Task description: Repeat word for word every line of the data below, from the first through the line containing "Mark the beach with a point.", and stop there.

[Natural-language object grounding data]
==============================

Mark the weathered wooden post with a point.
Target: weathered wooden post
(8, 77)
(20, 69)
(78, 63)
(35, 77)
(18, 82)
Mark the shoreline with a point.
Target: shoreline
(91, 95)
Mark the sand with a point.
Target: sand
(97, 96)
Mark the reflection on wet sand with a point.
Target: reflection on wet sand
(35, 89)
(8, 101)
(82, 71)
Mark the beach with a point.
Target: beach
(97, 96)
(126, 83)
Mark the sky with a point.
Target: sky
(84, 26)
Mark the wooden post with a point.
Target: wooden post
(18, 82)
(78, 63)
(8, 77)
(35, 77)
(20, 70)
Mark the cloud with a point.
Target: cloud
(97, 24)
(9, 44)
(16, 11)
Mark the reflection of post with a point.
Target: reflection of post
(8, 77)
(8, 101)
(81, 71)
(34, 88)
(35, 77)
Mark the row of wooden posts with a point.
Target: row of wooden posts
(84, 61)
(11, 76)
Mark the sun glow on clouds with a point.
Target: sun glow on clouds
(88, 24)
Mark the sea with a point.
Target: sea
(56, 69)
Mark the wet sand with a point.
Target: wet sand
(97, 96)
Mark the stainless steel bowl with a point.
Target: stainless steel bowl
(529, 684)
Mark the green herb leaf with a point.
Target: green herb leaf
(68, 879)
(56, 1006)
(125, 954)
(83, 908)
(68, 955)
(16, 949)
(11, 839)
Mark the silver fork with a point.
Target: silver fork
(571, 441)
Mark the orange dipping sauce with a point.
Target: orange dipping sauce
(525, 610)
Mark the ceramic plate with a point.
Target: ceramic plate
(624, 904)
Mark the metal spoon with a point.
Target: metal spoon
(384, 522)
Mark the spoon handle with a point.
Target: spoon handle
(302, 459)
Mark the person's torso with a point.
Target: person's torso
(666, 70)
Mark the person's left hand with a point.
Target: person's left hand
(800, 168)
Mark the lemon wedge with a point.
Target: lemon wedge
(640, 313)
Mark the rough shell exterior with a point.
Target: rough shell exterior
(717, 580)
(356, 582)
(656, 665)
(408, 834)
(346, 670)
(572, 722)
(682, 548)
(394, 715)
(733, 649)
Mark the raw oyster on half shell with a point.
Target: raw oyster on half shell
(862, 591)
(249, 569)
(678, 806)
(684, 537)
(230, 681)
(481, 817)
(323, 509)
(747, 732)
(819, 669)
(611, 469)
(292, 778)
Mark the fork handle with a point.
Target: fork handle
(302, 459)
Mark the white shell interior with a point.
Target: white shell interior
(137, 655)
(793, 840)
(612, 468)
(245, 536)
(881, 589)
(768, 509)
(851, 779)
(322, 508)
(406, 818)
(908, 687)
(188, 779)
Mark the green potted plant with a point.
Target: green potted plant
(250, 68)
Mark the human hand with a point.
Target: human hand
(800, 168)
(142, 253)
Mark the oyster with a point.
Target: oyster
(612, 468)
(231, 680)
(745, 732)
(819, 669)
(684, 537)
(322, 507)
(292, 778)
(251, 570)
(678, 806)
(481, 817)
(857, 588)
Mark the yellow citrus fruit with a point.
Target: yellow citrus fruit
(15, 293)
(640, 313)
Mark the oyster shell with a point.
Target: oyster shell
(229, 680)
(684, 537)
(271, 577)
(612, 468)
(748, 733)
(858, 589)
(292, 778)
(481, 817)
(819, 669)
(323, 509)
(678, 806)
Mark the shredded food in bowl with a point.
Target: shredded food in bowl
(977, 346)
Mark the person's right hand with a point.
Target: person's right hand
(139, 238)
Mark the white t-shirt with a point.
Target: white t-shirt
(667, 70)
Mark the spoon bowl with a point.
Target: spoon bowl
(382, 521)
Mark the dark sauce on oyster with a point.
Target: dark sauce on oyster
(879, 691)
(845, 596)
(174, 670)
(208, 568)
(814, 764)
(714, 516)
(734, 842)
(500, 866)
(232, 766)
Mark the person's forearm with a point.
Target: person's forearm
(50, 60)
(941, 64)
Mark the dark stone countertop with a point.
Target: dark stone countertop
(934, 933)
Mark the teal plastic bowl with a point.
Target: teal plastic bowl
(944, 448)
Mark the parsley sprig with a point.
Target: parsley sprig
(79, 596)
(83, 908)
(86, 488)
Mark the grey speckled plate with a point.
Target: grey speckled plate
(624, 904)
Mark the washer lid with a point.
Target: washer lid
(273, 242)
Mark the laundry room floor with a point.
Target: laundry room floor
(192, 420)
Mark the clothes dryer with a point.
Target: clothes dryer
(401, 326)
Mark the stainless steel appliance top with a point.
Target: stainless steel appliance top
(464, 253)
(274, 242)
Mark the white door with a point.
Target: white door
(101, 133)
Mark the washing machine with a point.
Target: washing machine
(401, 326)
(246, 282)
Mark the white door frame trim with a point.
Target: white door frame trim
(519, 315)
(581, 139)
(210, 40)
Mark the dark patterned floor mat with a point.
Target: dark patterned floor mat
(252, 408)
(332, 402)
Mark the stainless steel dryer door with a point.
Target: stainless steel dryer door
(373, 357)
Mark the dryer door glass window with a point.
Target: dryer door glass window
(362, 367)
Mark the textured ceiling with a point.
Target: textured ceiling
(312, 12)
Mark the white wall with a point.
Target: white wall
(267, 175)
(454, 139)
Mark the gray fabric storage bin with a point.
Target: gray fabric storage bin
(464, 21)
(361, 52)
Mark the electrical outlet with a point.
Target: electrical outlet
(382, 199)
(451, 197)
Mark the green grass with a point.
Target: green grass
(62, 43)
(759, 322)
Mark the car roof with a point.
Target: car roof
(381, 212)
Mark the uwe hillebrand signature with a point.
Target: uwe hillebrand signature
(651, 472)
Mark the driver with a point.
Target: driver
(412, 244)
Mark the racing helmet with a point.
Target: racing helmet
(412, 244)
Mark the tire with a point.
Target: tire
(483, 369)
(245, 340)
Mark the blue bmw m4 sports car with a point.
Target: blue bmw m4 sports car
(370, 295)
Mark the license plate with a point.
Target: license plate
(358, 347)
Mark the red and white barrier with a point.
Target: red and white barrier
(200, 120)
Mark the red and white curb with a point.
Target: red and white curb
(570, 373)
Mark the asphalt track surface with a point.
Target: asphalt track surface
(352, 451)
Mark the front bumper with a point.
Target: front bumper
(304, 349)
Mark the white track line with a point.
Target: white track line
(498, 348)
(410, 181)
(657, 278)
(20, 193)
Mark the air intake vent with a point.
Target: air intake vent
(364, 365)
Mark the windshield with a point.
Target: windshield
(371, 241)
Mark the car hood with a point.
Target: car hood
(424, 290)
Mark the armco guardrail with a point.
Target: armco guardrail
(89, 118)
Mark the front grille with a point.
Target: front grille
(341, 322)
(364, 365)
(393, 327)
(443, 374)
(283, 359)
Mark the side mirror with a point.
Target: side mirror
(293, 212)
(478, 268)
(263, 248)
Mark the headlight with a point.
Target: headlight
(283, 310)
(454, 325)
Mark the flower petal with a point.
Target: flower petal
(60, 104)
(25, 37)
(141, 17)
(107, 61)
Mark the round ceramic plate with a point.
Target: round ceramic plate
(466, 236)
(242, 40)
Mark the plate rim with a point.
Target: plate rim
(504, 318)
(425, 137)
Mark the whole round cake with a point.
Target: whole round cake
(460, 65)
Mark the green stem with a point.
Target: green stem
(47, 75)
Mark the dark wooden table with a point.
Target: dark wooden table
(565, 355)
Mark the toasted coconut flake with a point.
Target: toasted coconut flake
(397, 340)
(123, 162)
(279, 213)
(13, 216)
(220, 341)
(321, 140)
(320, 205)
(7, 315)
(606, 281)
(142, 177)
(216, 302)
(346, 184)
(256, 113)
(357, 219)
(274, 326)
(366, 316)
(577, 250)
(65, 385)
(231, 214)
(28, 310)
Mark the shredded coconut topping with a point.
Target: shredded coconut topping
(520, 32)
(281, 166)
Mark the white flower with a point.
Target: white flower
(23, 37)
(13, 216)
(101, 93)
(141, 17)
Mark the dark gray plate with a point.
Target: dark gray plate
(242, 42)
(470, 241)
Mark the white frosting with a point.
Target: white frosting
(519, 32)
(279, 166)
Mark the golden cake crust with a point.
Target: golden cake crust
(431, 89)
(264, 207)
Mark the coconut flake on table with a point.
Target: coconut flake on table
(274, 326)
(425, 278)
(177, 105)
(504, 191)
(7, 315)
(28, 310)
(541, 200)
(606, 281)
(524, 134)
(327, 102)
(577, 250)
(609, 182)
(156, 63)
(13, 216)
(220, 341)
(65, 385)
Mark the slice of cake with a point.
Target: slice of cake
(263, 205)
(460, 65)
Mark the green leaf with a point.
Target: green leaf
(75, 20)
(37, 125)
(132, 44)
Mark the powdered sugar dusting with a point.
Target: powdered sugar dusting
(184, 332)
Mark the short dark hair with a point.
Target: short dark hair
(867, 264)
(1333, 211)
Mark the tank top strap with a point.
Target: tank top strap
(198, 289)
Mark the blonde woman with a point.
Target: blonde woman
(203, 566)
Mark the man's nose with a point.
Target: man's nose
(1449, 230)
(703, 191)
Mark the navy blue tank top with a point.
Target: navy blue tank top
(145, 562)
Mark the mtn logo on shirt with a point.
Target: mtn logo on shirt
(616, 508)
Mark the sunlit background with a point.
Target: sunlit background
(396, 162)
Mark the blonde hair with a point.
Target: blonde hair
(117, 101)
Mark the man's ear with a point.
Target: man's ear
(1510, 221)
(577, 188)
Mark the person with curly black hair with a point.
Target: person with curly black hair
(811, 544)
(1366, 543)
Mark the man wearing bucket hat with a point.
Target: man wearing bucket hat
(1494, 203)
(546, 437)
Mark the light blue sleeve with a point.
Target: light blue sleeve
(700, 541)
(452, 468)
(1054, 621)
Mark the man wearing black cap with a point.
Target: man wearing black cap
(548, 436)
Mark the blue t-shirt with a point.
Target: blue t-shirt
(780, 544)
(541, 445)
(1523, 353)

==============================

Answer section:
Mark the weathered wooden post with a point.
Target: weathered wooden post
(8, 77)
(20, 69)
(78, 63)
(35, 77)
(18, 82)
Mark the shoreline with a point.
Target: shoreline
(91, 95)
Mark the sand with a point.
Target: sand
(97, 96)
Mark the reflection on wet sand with a point.
Target: reflection on wet sand
(35, 89)
(8, 101)
(82, 71)
Mark the beach with a point.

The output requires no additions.